**Texto extraído:**
La bomba sigue estallando
CADA AÑO en el mes de agosto Japón hace públicas las listas de las personas que han muerto, desde la conmemoración anterior, como consecuencia de las enfermedades y heridas sufridas por las bombas atómicas de 1945. No es el hecho de la muerte en sí lo que impresiona, sino el hecho de que durante 38 años han sobrevivido con graves enfermedades, y que la bomba no parece cesar nunca de estallar. En la lista de este año se añaden 5.179 nombres. El total de muertos por la bomba de Hiroshima es ya de 108.956; el de Nagasaki, de 61.969. Hay personas enfermas, o fallecidas en estos años, que no habían nacido en 1945: son víctimas de malformaciones genéticas ocasionadas por las radiaciones.No es apenas necesario recordar que las dos bombas consideradas entonces como apocalípticas por sus resultados no pueden verse ahora más que como juguetes primitivos y rudimentarios en relación con el desarrollo, cualitativo y cuantitativo, que han tenido en estos cuatro decenios y en por lo menos cinco países del mundo, al mismo tiempo que han nacido y se han desarrollado sus compañeros, los misiles capaces de transportarlas. En cuanto a la conciencia capaz de utilizarlas, no ha tenido ninguna modificación. Sigue existiendo. Un pretexto público y otro privado inspiraron entonces a Truman. El público -que todavía se esgrime en Estados Unidos- fue el de que esas muertas podrían ser muy útiles para evitar muchas más, al forzar la rendición de Japón y el final de la guerra. El privado, que ya trasciende a los libros de Historia, fue el de precipitar el final de la guerra en aquella zona antes de que entrase la URSS a pedir su parte en la victoria y el de exhibir ante Stalin la fuerza real de Estados Unidos para establecer el mundo de la posguerra. Quiere decirse que en cualquier momento se pueden encontrar, por cualquier gobernante -y cargar sobre Truman y Estados Unidos la exclusiva del genocidio sería injusto-, razones para iniciar una destrucción masiva, a partir de poblaciones civiles y ciudades desmilitarízadas como lo eran Hiroshima y Nagasaki, elegidas entonces simplemente por razones meteorológicas que hacían más fácil el vuelo de los bombarderos.

**Datos proporcionados:**
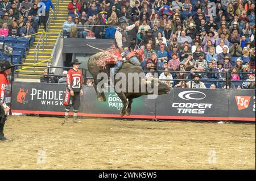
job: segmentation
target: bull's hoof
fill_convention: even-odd
[[[127,109],[126,110],[126,111],[125,111],[125,115],[126,116],[130,116],[130,114],[131,114],[131,110],[130,109]]]
[[[122,111],[121,111],[120,112],[120,116],[123,117],[125,115],[125,113],[123,112]]]

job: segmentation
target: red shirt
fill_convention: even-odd
[[[7,74],[5,72],[0,72],[0,104],[4,103],[5,92],[7,84],[9,84],[9,81],[7,78]]]
[[[69,90],[72,89],[74,92],[80,92],[82,89],[82,74],[80,70],[76,71],[73,69],[68,70],[67,85]]]

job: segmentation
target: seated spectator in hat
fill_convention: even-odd
[[[240,76],[238,74],[238,69],[236,67],[231,68],[231,79],[232,81],[240,80]]]
[[[180,72],[177,73],[177,76],[174,82],[174,87],[180,87],[181,82],[187,79],[186,73],[184,71],[184,70],[181,70]]]
[[[138,30],[139,33],[141,32],[141,28],[142,27],[144,28],[144,30],[145,30],[145,32],[146,33],[147,33],[147,32],[151,32],[151,33],[152,34],[152,33],[153,32],[152,30],[151,30],[150,27],[148,26],[147,20],[143,20],[142,21],[142,24],[139,27],[139,30]],[[150,31],[148,31],[149,30],[150,30]],[[152,35],[151,35],[152,36]]]
[[[2,28],[0,29],[0,36],[8,36],[8,33],[9,29],[8,29],[7,23],[3,23]]]
[[[19,30],[17,22],[13,22],[11,27],[9,28],[8,35],[10,36],[19,36]]]
[[[32,47],[35,40],[35,35],[32,35],[33,34],[35,34],[35,30],[31,26],[30,22],[27,22],[26,23],[26,26],[22,27],[19,31],[20,36],[27,36],[30,38],[30,47]]]
[[[181,36],[177,39],[177,43],[180,46],[181,46],[185,41],[188,41],[189,47],[191,46],[192,39],[188,36],[186,36],[184,31],[181,31]]]
[[[226,48],[228,49],[227,53],[229,53],[229,47],[224,44],[224,41],[221,40],[220,41],[220,45],[216,47],[216,53],[220,54],[223,52],[223,49]]]
[[[62,77],[61,78],[60,78],[58,81],[58,83],[67,83],[67,74],[68,74],[68,71],[64,70],[62,73],[62,75],[63,77]]]
[[[163,31],[163,37],[164,37],[167,40],[169,40],[172,33],[172,31],[171,29],[171,25],[167,24],[166,26],[166,28]]]
[[[233,32],[230,35],[230,42],[234,43],[235,41],[240,41],[240,35],[238,33],[238,29],[233,29]]]
[[[233,57],[242,56],[242,48],[240,45],[240,41],[236,40],[233,44],[229,47],[229,53]]]
[[[228,53],[228,48],[226,47],[224,47],[223,48],[223,52],[221,53],[218,54],[218,62],[224,62],[224,57],[228,56],[230,58],[231,60],[231,55]]]
[[[192,46],[192,47],[191,47],[191,52],[192,52],[192,53],[195,53],[195,52],[196,52],[196,48],[197,48],[198,46],[200,46],[200,43],[201,43],[201,42],[200,42],[200,40],[195,40],[195,41],[194,41],[194,45],[193,45],[193,46]],[[200,52],[203,52],[203,48],[201,48],[201,47],[200,47],[200,48],[201,48]]]
[[[192,9],[190,0],[185,0],[182,4],[182,11],[191,11]]]
[[[163,62],[164,61],[167,61],[168,53],[164,50],[164,45],[162,44],[160,46],[160,50],[158,51],[158,62]]]
[[[11,3],[8,0],[1,1],[0,11],[6,12],[11,8]]]
[[[195,66],[195,60],[193,59],[193,53],[189,53],[188,57],[184,58],[181,62],[184,65],[184,67],[185,71],[190,71],[192,68]]]
[[[176,70],[180,65],[180,60],[176,53],[172,53],[172,59],[168,62],[168,68],[170,70]]]
[[[9,18],[10,16],[8,12],[5,12],[3,15],[3,18],[0,19],[0,26],[2,27],[3,23],[7,23],[7,27],[10,27],[11,26],[11,23],[13,23],[13,20]]]
[[[20,11],[19,11],[19,17],[23,16],[24,19],[27,19],[27,15],[28,15],[28,11],[26,10],[26,8],[24,6],[22,6],[20,9]]]
[[[75,26],[74,22],[72,22],[72,16],[68,16],[68,20],[63,23],[63,37],[70,36],[71,27]]]
[[[157,67],[158,71],[163,71],[165,69],[168,69],[168,61],[164,61],[163,64]]]
[[[217,75],[216,73],[210,73],[212,71],[217,71],[213,67],[213,62],[210,62],[209,63],[208,67],[205,69],[205,71],[208,71],[206,74],[206,77],[209,79],[217,79]]]
[[[241,70],[242,70],[242,69],[243,68],[243,61],[238,58],[236,60],[235,62],[236,65],[234,66],[234,67],[237,68],[238,71],[240,71]]]
[[[225,71],[231,71],[231,68],[232,68],[232,65],[230,64],[231,58],[229,56],[225,56],[224,57],[224,61],[223,62],[223,68],[224,69]]]
[[[248,78],[246,81],[255,82],[255,74],[248,74]],[[255,82],[245,82],[245,87],[247,89],[255,89]]]
[[[196,47],[196,52],[193,53],[193,58],[194,58],[194,60],[199,59],[200,55],[202,54],[204,55],[204,57],[205,57],[205,54],[202,50],[202,48],[201,48],[201,47],[197,46]]]
[[[246,47],[243,48],[242,53],[243,57],[250,57],[255,54],[255,50],[251,48],[251,43],[248,41],[245,44]]]
[[[204,71],[208,68],[208,63],[205,59],[204,59],[204,54],[200,54],[199,59],[196,60],[195,62],[195,69],[197,71]]]
[[[141,27],[141,32],[137,33],[137,41],[138,44],[140,44],[142,41],[144,35],[145,35],[145,28]]]
[[[155,44],[155,38],[153,36],[152,31],[151,29],[149,29],[148,31],[145,30],[145,35],[143,36],[143,38],[142,39],[142,45],[146,45],[148,43],[148,40],[150,39],[152,39],[153,41],[153,44]]]
[[[183,61],[185,58],[187,58],[189,53],[191,53],[189,50],[189,47],[188,45],[184,46],[184,47],[180,50],[180,53],[179,53],[180,61]]]
[[[245,62],[245,65],[243,65],[242,69],[240,71],[241,73],[250,73],[253,72],[253,70],[251,69],[250,66],[250,62]],[[241,74],[243,80],[246,80],[248,78],[248,74]]]
[[[223,79],[225,77],[225,74],[224,73],[225,72],[224,68],[223,68],[222,63],[218,63],[218,67],[216,69],[216,71],[220,72],[220,73],[217,74],[217,78],[218,79]]]
[[[197,33],[196,25],[192,22],[190,23],[188,26],[188,28],[185,30],[185,33],[186,35],[190,36],[192,40],[195,39],[196,35]]]
[[[150,72],[147,73],[145,77],[147,81],[151,80],[152,78],[155,78],[154,73],[155,71],[155,66],[154,65],[152,65],[148,70],[150,71]]]
[[[172,47],[172,50],[170,50],[168,53],[168,59],[171,60],[172,57],[172,53],[176,53],[179,56],[178,47],[177,45]]]
[[[164,47],[164,50],[167,52],[167,47],[166,47],[166,44],[163,43],[163,37],[159,37],[158,39],[156,39],[156,45],[155,46],[155,50],[158,51],[160,50],[160,47],[163,45]],[[168,54],[168,52],[167,52]],[[168,59],[168,58],[167,58]]]
[[[93,5],[92,5],[91,7]],[[81,6],[77,0],[72,0],[68,5],[68,15],[72,17],[79,16],[80,14]]]
[[[164,83],[166,83],[169,87],[172,87],[174,81],[172,74],[169,72],[168,68],[164,69],[164,71],[160,74],[159,79]]]
[[[224,41],[224,44],[225,45],[229,46],[229,42],[228,39],[226,39],[225,34],[224,33],[221,33],[220,34],[220,38],[217,39],[215,43],[215,45],[216,47],[220,45],[221,40]]]
[[[217,60],[218,55],[217,54],[217,53],[215,53],[214,51],[215,49],[213,46],[210,46],[209,48],[209,52],[205,56],[205,60],[208,63],[212,61],[213,58],[215,58],[216,60]]]

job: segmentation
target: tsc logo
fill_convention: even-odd
[[[184,100],[199,100],[205,98],[206,95],[204,93],[196,91],[183,91],[178,94],[178,96]]]
[[[250,104],[251,96],[235,96],[238,110],[241,111],[248,108]]]
[[[18,103],[20,103],[20,104],[26,103],[24,100],[27,93],[27,91],[25,92],[24,91],[23,88],[19,88],[19,91],[17,95],[17,102]]]

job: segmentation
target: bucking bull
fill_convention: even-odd
[[[104,78],[103,77],[100,78],[98,77],[97,78],[97,76],[100,73],[105,73],[108,78],[108,80],[105,79],[105,83],[109,81],[110,69],[114,66],[118,58],[118,57],[119,56],[118,51],[115,48],[112,47],[107,50],[103,50],[92,56],[88,60],[88,70],[94,79],[93,86],[97,95],[97,99],[100,101],[106,101],[106,96],[102,89],[103,88],[102,82],[104,82]],[[133,54],[130,54],[130,57],[131,57],[131,56],[137,56],[139,60],[142,60],[138,51],[132,53]],[[129,59],[129,57],[127,56],[126,60],[128,60],[127,58]],[[123,77],[118,77],[119,76],[117,76],[120,73],[125,75],[125,80],[122,79],[123,79]],[[133,81],[131,81],[131,79],[128,78],[129,74],[130,75],[131,73],[137,73],[142,75],[142,76],[140,76],[139,78],[137,80],[135,80],[136,79],[133,79]],[[155,94],[155,91],[152,91],[154,87],[154,89],[156,89],[156,94],[158,95],[167,94],[170,91],[170,88],[158,79],[152,78],[150,80],[146,80],[145,77],[145,73],[141,67],[133,65],[129,62],[129,60],[123,62],[121,68],[119,69],[117,74],[114,75],[114,91],[120,98],[123,104],[123,107],[120,112],[121,116],[123,116],[125,114],[127,116],[130,115],[133,99],[142,95]],[[129,79],[130,81],[128,81]],[[125,81],[126,85],[125,90],[123,89],[121,90],[119,87],[118,88],[118,86],[116,86],[117,84],[118,84],[121,81]],[[137,82],[135,82],[135,81],[137,81]],[[138,82],[139,82],[139,83],[138,83]],[[138,87],[135,87],[135,85],[138,85]],[[144,87],[146,89],[143,89]],[[148,90],[151,91],[149,91]]]

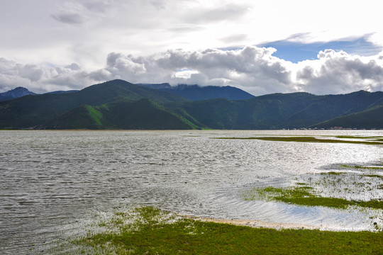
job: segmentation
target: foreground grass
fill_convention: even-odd
[[[119,231],[77,240],[80,254],[382,254],[383,232],[252,228],[187,218],[160,220],[164,212],[137,209],[133,224]],[[125,217],[128,217],[126,215]],[[136,216],[137,217],[137,216]]]
[[[334,208],[345,209],[350,205],[362,208],[383,209],[383,200],[371,200],[369,201],[348,200],[338,198],[325,198],[310,192],[313,188],[289,187],[254,188],[244,193],[245,200],[266,199],[284,203],[307,206],[326,206]]]
[[[301,142],[326,142],[347,143],[369,145],[383,145],[383,142],[377,141],[347,141],[335,139],[318,139],[313,137],[218,137],[217,139],[260,140],[264,141]]]

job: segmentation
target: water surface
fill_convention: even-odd
[[[382,146],[212,139],[266,135],[383,132],[0,131],[0,251],[43,254],[50,244],[77,231],[76,222],[121,205],[334,230],[373,230],[382,210],[246,201],[240,193],[290,186],[339,171],[342,164],[381,164]],[[371,194],[382,198],[382,190]],[[365,197],[358,196],[352,198]]]

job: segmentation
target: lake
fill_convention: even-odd
[[[243,199],[254,188],[308,181],[328,196],[383,198],[382,189],[355,181],[365,172],[383,175],[376,166],[383,162],[382,145],[214,139],[282,135],[367,137],[383,137],[383,131],[0,131],[0,253],[44,254],[83,232],[82,223],[92,215],[135,205],[321,230],[373,230],[374,222],[382,227],[382,210]],[[345,166],[354,165],[365,168]],[[354,190],[321,186],[321,174],[333,171],[354,176]],[[382,178],[368,182],[375,187]]]

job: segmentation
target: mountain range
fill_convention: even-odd
[[[28,95],[0,102],[0,128],[383,128],[381,91],[252,96],[233,87],[170,88],[167,84],[113,80],[71,93]],[[235,100],[231,94],[245,98]]]

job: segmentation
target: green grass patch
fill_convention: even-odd
[[[383,232],[252,228],[179,218],[158,219],[162,211],[140,209],[140,219],[119,232],[78,239],[79,254],[380,254]],[[129,215],[125,216],[129,217]],[[94,252],[94,251],[96,251]]]
[[[244,193],[243,197],[248,200],[265,199],[306,206],[325,206],[345,209],[350,205],[357,205],[362,208],[383,209],[383,200],[382,200],[356,201],[338,198],[326,198],[313,193],[313,188],[308,186],[267,187],[253,188],[248,192]]]
[[[321,173],[321,174],[322,174],[322,175],[326,175],[326,174],[330,174],[330,175],[340,175],[340,174],[342,174],[342,173],[339,173],[339,172],[335,172],[335,171],[329,171],[329,172]]]
[[[345,165],[343,164],[340,165],[340,166],[344,168],[353,168],[357,169],[382,169],[383,167],[381,166],[350,166],[350,165]]]
[[[260,140],[264,141],[278,142],[326,142],[326,143],[347,143],[369,145],[383,145],[383,142],[377,141],[347,141],[335,139],[318,139],[313,137],[217,137],[216,139],[238,139],[238,140]]]
[[[381,179],[383,179],[383,176],[379,176],[379,174],[364,174],[363,176],[371,178],[380,178]]]

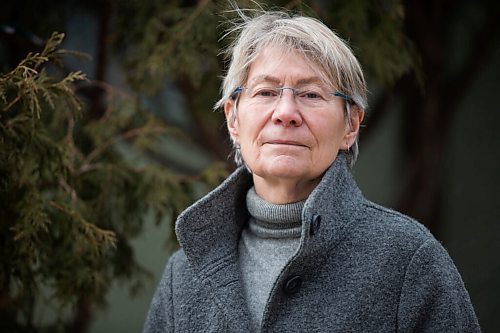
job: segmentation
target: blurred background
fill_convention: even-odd
[[[237,3],[317,17],[350,43],[370,90],[354,176],[367,198],[443,243],[494,332],[499,2]],[[2,332],[141,331],[177,247],[175,217],[234,169],[212,111],[229,8],[2,1]]]

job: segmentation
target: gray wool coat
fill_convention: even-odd
[[[144,332],[249,332],[238,266],[252,185],[244,168],[178,218]],[[302,212],[260,332],[479,332],[446,250],[418,222],[366,200],[339,154]]]

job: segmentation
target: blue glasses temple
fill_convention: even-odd
[[[243,90],[243,87],[242,87],[242,86],[239,86],[239,87],[237,87],[236,89],[234,89],[234,91],[231,93],[231,96],[230,96],[230,97],[231,97],[231,99],[233,99],[233,100],[234,100],[234,99],[236,99],[236,97],[238,97],[238,94],[239,94],[242,90]],[[347,95],[345,95],[345,94],[343,94],[343,93],[340,93],[340,92],[338,92],[338,91],[336,91],[336,92],[332,92],[332,93],[330,93],[330,95],[333,95],[333,96],[336,96],[336,97],[340,97],[340,98],[342,98],[342,99],[346,100],[346,101],[347,101],[347,102],[349,102],[349,103],[354,103],[354,100],[352,99],[352,97],[347,96]]]

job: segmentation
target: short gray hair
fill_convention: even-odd
[[[222,97],[215,104],[215,109],[222,108],[234,90],[245,84],[250,65],[270,46],[300,52],[306,61],[320,70],[326,84],[350,96],[360,111],[366,109],[367,89],[361,65],[347,43],[322,22],[283,11],[243,11],[237,8],[235,12],[239,19],[233,22],[223,38],[232,33],[238,36],[223,52],[231,60],[222,82]],[[247,12],[252,15],[248,16]],[[346,122],[350,123],[351,104],[348,101],[345,103],[344,116]],[[230,120],[236,117],[236,107],[230,117]],[[243,165],[241,152],[235,142],[232,143],[235,162]],[[359,153],[357,137],[347,153],[352,166]]]

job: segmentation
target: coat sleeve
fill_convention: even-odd
[[[166,333],[174,331],[172,302],[172,270],[174,258],[171,257],[155,291],[144,324],[143,333]]]
[[[435,239],[424,242],[407,267],[398,332],[480,332],[469,294],[450,256]]]

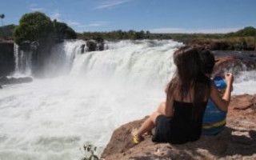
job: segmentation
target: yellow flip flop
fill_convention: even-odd
[[[141,142],[141,140],[138,139],[138,138],[136,138],[135,136],[133,137],[133,143],[134,143],[135,145],[138,145],[138,143]]]

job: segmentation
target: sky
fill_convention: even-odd
[[[256,27],[256,0],[1,0],[4,25],[40,11],[77,32],[228,33]],[[1,23],[0,23],[1,24]]]

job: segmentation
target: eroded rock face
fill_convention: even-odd
[[[0,76],[14,71],[14,43],[0,42]]]
[[[256,69],[254,52],[215,51],[214,54],[216,62],[213,74],[215,75],[223,74],[225,72],[231,72],[235,75],[239,71]]]
[[[33,82],[33,78],[30,77],[25,78],[6,78],[2,77],[0,78],[0,84],[1,85],[11,85],[11,84],[20,84],[20,83],[27,83]]]
[[[256,94],[233,96],[226,129],[216,136],[201,136],[183,145],[154,143],[151,136],[138,145],[130,133],[146,118],[125,124],[114,131],[102,159],[256,159]]]

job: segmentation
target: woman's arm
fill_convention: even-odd
[[[211,81],[211,84],[210,84],[210,98],[214,101],[215,105],[217,105],[218,107],[222,110],[226,110],[230,104],[230,97],[231,97],[232,83],[233,83],[232,74],[230,74],[230,73],[226,74],[225,78],[226,81],[226,89],[222,98],[219,95],[214,82]]]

**Tarea a realizar:**
¿Puedes transcribir íntegro y sin ningún cambio el texto sobre las víctimas de las bombas atómicas? El listado procede de otra fuente.

**Respuesta:**
La bomba sigue estallando
CADA AÑO en el mes de agosto Japón hace públicas las listas de las personas que han muerto, desde la conmemoración anterior, como consecuencia de las enfermedades y heridas sufridas por las bombas atómicas de 1945. No es el hecho de la muerte en sí lo que impresiona, sino el hecho de que durante 38 años han sobrevivido con graves enfermedades, y que la bomba no parece cesar nunca de estallar. En la lista de este año se añaden 5.179 nombres. El total de muertos por la bomba de Hiroshima es ya de 108.956; el de Nagasaki, de 61.969. Hay personas enfermas, o fallecidas en estos años, que no habían nacido en 1945: son víctimas de malformaciones genéticas ocasionadas por las radiaciones.No es apenas necesario recordar que las dos bombas consideradas entonces como apocalípticas por sus resultados no pueden verse ahora más que como juguetes primitivos y rudimentarios en relación con el desarrollo, cualitativo y cuantitativo, que han tenido en estos cuatro decenios y en por lo menos cinco países del mundo, al mismo tiempo que han nacido y se han desarrollado sus compañeros, los misiles capaces de transportarlas. En cuanto a la conciencia capaz de utilizarlas, no ha tenido ninguna modificación. Sigue existiendo. Un pretexto público y otro privado inspiraron entonces a Truman. El público -que todavía se esgrime en Estados Unidos- fue el de que esas muertas podrían ser muy útiles para evitar muchas más, al forzar la rendición de Japón y el final de la guerra. El privado, que ya trasciende a los libros de Historia, fue el de precipitar el final de la guerra en aquella zona antes de que entrase la URSS a pedir su parte en la victoria y el de exhibir ante Stalin la fuerza real de Estados Unidos para establecer el mundo de la posguerra. Quiere decirse que en cualquier momento se pueden encontrar, por cualquier gobernante -y cargar sobre Truman y Estados Unidos la exclusiva del genocidio sería injusto-, razones para iniciar una destrucción masiva, a partir de poblaciones civiles y ciudades desmilitarízadas como lo eran Hiroshima y Nagasaki, elegidas entonces simplemente por razones meteorológicas que hacían más fácil el vuelo de los bombarderos.